* BEGIN Material for this task *

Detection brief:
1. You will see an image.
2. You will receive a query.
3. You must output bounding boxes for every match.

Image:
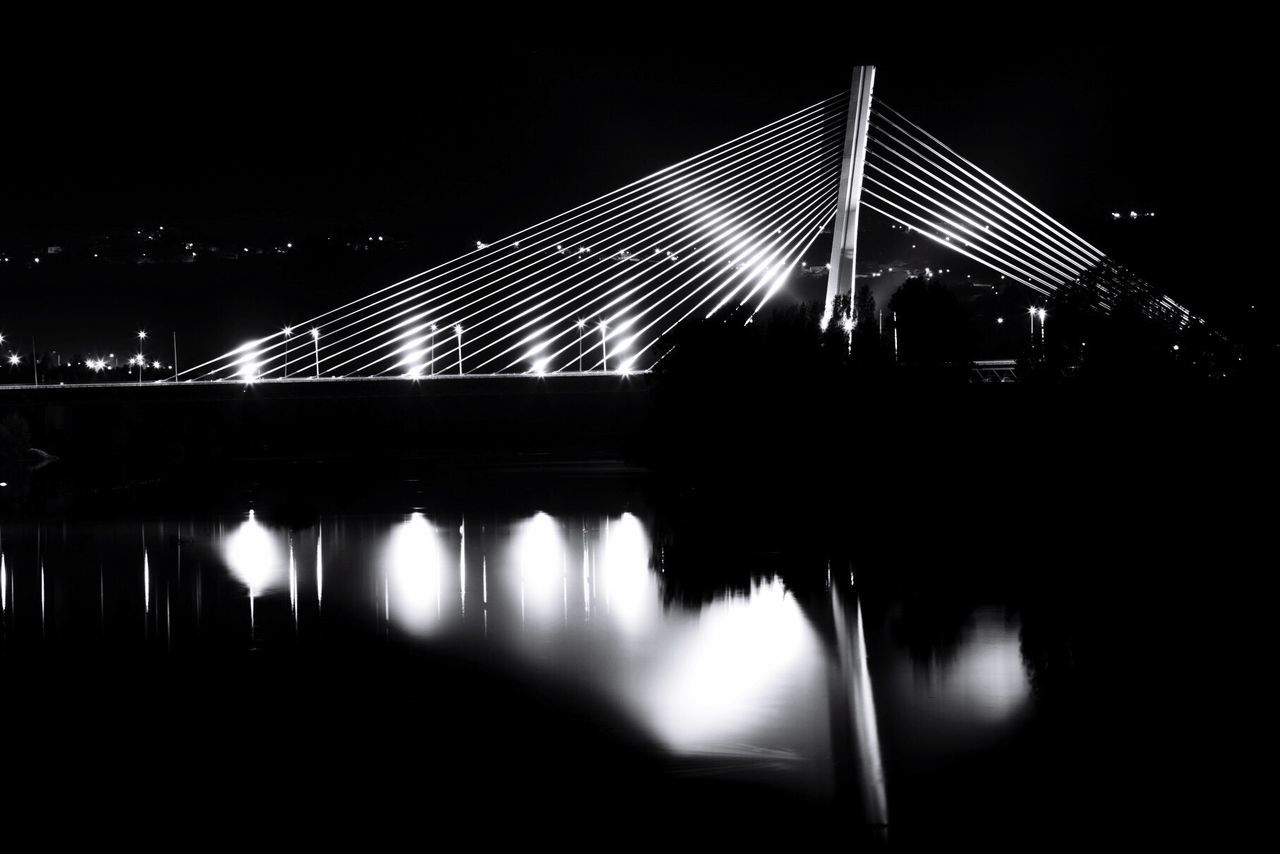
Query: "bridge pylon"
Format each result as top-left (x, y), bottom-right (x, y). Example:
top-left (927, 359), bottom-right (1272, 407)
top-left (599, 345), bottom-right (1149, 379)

* END Material for this task *

-- Problem details --
Report each line of the data above that contains the word "will", copying those lines in full.

-- Result for this exercise --
1. You will see an image.
2. You will receive a query.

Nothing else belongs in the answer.